## Lines of data
----------
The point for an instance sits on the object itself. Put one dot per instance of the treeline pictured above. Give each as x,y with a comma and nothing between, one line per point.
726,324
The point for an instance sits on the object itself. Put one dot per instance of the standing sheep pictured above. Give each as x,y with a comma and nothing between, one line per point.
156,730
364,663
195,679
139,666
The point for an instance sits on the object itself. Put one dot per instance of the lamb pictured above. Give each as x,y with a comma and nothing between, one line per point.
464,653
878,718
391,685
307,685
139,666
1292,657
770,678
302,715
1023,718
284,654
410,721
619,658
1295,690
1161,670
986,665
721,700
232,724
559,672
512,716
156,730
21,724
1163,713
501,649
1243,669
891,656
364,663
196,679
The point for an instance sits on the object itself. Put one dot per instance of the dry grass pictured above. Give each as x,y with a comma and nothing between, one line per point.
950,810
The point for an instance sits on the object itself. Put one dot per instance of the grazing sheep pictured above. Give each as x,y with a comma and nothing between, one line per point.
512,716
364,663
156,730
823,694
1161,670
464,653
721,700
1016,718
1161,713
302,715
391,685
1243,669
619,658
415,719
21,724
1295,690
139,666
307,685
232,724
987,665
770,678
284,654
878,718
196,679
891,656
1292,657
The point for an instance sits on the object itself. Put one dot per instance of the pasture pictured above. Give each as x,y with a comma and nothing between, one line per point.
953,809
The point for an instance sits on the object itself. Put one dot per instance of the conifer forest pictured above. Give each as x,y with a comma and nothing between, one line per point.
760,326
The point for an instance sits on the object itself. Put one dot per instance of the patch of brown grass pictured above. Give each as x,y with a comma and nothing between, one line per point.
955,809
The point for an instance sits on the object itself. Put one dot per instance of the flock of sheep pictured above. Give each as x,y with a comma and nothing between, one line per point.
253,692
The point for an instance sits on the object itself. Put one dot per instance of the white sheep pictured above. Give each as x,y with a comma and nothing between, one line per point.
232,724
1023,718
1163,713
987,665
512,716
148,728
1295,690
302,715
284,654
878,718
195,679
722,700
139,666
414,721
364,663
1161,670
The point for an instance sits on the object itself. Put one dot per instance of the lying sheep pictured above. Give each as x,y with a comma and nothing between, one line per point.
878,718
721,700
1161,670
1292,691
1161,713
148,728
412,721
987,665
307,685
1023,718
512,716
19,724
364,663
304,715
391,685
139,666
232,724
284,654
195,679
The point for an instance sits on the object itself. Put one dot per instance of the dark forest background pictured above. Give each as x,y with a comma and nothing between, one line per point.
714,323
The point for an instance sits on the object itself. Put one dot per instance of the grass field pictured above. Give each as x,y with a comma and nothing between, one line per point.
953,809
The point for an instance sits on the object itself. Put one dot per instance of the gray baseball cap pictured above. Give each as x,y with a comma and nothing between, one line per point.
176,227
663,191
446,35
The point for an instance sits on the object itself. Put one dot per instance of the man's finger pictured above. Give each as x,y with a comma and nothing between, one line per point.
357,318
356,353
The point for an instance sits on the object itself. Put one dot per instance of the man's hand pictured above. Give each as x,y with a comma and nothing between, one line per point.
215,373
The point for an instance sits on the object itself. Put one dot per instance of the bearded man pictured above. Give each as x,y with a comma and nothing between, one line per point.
----------
## Task requirements
Nothing should be left out: return all of the records exactly.

## Solution to this exercise
The point for an instance sits on the object itself. Put one dot per instance of the treeline pictured above. Give each as x,y with a comma and nothing between, one line per point.
726,324
The point for an instance sits on the object itself. Put one dot per instance of the standing sheep pictured above. Give each as x,y with a comma and nothing between, one line per point.
156,730
364,663
195,679
139,666
The point for an instance sits on the object itself. Put one dot per instance of the lamb pictured above. Give each as x,y with a comma and nothing between, one line per point.
464,653
878,718
391,685
307,685
139,666
1292,657
770,678
302,715
1023,718
284,654
410,721
619,658
1295,690
1161,670
986,665
721,700
232,724
559,672
512,716
156,730
21,724
1163,713
501,649
1243,669
891,656
364,663
196,679
The point for an instance sits on the object itself. Put one dot per instance of the dry grass pictured above. Give each as x,y with a comma and nothing between, one line per point.
950,810
The point for an instance sits on the object itself. Put one dot per instance of the grazing sheep pictured above. Give each as x,y with a comma and nothing between, one line per point.
512,716
364,663
156,730
823,694
1161,670
464,653
721,700
1016,718
1161,713
302,715
391,685
1243,669
619,658
415,719
21,724
1295,690
139,666
307,685
232,724
987,665
770,678
284,654
878,718
196,679
891,656
1292,657
The point for an instance sits on the object itself. Put one dot per instance of the pasture pictured above. Give each as x,y with a comma and nothing between, one line per point.
953,809
The point for an instance sits on the object itself. Put one dot per instance of the conifer forest pictured above. Give each as x,y with a comma and nothing between, one line per point.
760,326
The point for an instance sits on the object itself. Put one dot per instance of the patch of brown grass pictured above. Give each as x,y with a comma and nothing between, one line per point.
955,809
The point for an instance sits on the object itself. Put one dot per instance of the flock of sheep pictured above. Give each as x,y with a comma and nothing between, one line per point.
253,692
The point for an instance sits on the object itself. Put one dot per instance of the white sheep pictured above. Give each as x,y with a comma and nothing between, one line per point.
232,724
1023,718
1163,713
987,665
512,716
148,728
1295,690
302,715
284,654
878,718
195,679
722,700
139,666
414,721
364,663
1161,670
The point for an instance sits on the object itself. Put one dot per instance of the lying sheep pictured above. Give each as x,y with a comma and nothing between, one line per point.
878,718
721,700
1161,670
1292,691
1161,713
148,728
412,721
987,665
307,685
1023,718
512,716
19,724
364,663
304,715
391,685
139,666
232,724
284,654
195,679
The point for an instance sits on the object itself. Put one dot per instance of the dark forest background pictured above. Give each as x,y with a comma and nothing between, one line per point.
714,323
The point for an instance sits on the object itself. Put one dot per instance of the grass field pictured above. Give each as x,y with a comma and nothing between, one line per point.
953,809
The point for an instance sits on the object itself. Put one dot per instance of the gray baseball cap pictured above. Give each as x,y with a comma and nothing between, one line per point.
176,227
663,191
446,35
The point for an instance sits on the object itself. Put one dot per instance of the man's finger pictured above. Give each as x,y with a comma and nothing between, one line per point.
357,318
356,353
The point for an instance sits on the object itself. Put one dot per instance of the man's hand pictured above. Give each as x,y with a comma and nothing between, one line per point.
215,373
The point for an instance sits on the object itself. Put one dot per instance of the bearded man pictured above. Give each as x,y with a comma and nothing between, one line per point.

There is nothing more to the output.